提供された抜粋:
>>>

コロナ下で迎える2・1特別な球春…“超厳戒”沖縄キャンプ 本紙記者が現地直前リポート

[ 2021年1月31日 06:45 ]

那覇空港に設置されたサーモカメラの前を通過する山田(左)と中村(撮影・村上 大輔)
Photo By スポニチ

 2月1日、12球団が一斉にキャンプインする。新型コロナウイルスの影響で沖縄、宮崎など無観客でスタート。30日にはヤクルト、楽天が沖縄に、オリックスが宮崎に入った。コロナ下で特別なキャンプを迎える沖縄の現状を、ヤクルト担当の青森正宣記者(34)がリポートした。

 いざキャンプ取材へ。28日に受けたPCR検査で出た陰性判定の結果を携えて、羽田空港から沖縄へ向かった。

 例年なら意気込むような、ワクワク感を感じる一日。だが、那覇空港の到着ロビーで待ち受けていたのはファンではなく、サーモカメラだった。乗客の体温を測るために設置され、レンズ越しに数人の係員が一人一人をチェック。予想はしていたが、いつもとは違う無機質な光景だった。

 ファンでごった返すはずのターミナルも静かなまま。恒例のセレモニーもなかった。キャンプインを2日後に控え、土曜日にもかかわらず、野球少年の姿は見当たらない。寂しい限りだった。県独自の緊急事態宣言下の沖縄は30日、男女80人の新型コロナウイルス感染を確認。県内感染者は計7508人に上っている。

 ヤクルトの選手たちは、用具などを運ぶため宿舎を経由して浦添球場へ。例年なら、球場への移動は数人ずつタクシーだが、今年は外部で接触する人を極力減らすためにバス2台で移動。チームも徹底した対策を立て、キャンプを乗り切ることに尽力している。

 街中もコロナの影響はくっきり見て取れた。記者が宿泊するホテル関係者は「いつもならキャンプ期間中は満室ですが、今年は1割程度です」と予約が記されたパソコンの画面を見ながら肩を落とした。原稿を書き終え、夕食を買いに外に出掛けたが松山や国際通りなどの繁華街の明かりはポツリポツリ…。県の時短営業要請を受け、ほとんどの店が午後8時で閉店していた。

 羽田空港から「コロナ禍」を感じざるを得なかった。保安検査場の4つのうち2つが閉鎖していた。記者歴8年で初めて見る光景だった。

 31日、全球団が静かなキャンプ地に入る。開幕まで50日あまり。覚悟のキャンプが、明日スタートする。

 ≪ロッテ 球団が報道陣の弁当手配≫ロッテのキャンプ地・石垣島では、観光客らしき姿をあまり見かけない。観光客相手の飲食店は多いが、緊急事態宣言の間、休業している店舗が目立つ。球団からは報道陣にも、不要不急の外出を控えるように要請が出ている。連日、コンビニ店のお弁当ばかりだ。球場周りは例年、屋台のような飲食売店があったが、今年はなし。昨年は報道陣もそこで昼食を取っていたが、今年は球団が弁当を手配することになった。球場外に出る感染リスクが考慮された。選手宿舎も昨年、佐々木朗らは相部屋だったが、今年は全て1人部屋に。選手も必要最低限の外出のみとなっている。

<<<

課題の内容:
1) 沖縄キャンプの記事によると、今年ヤクルトの選手たちは浦添球場へ何で移動しましたか。
2) 沖縄キャンプの記事で、ロッテが今年、報道陣の昼食用に弁当を手配することになった理由を1～3文で説明してください。
3) 沖縄キャンプの記事にある「県の時短営業要請を受け、ほとんどの店が午後8時で閉店していた。」という文を英語に訳してください。

表示データ:
>>>

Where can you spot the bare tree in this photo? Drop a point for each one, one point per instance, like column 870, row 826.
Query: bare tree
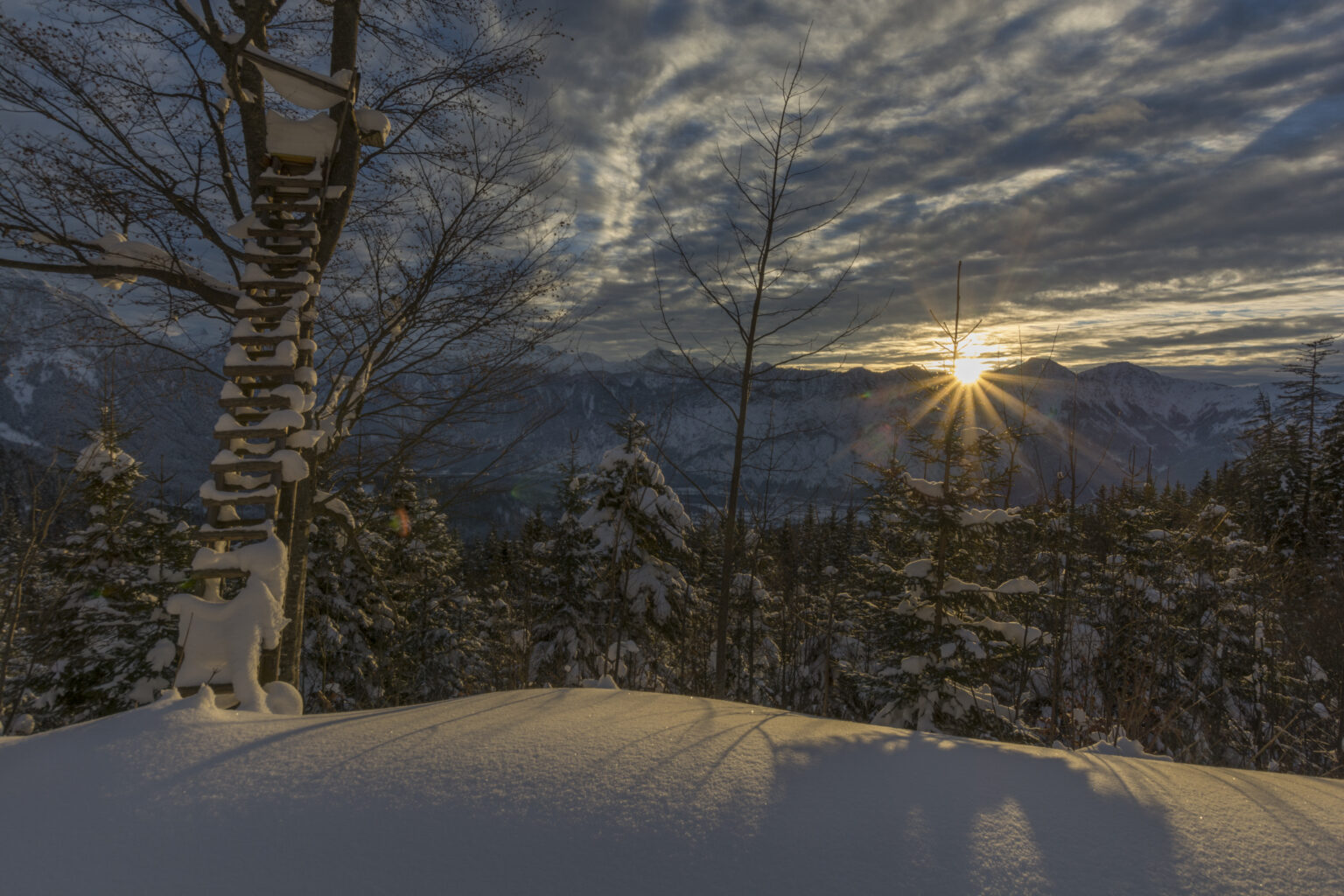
column 769, row 298
column 136, row 143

<<<

課題ごとの解答:
1) バス2台で移動しました。

2) 球場周りに例年あった屋台のような飲食売店が今年はなく、報道陣が球場の外に出ることによる感染リスクが考慮されたためです。

3) In response to the prefecture's request to shorten business hours, most shops had closed at 8 p.m.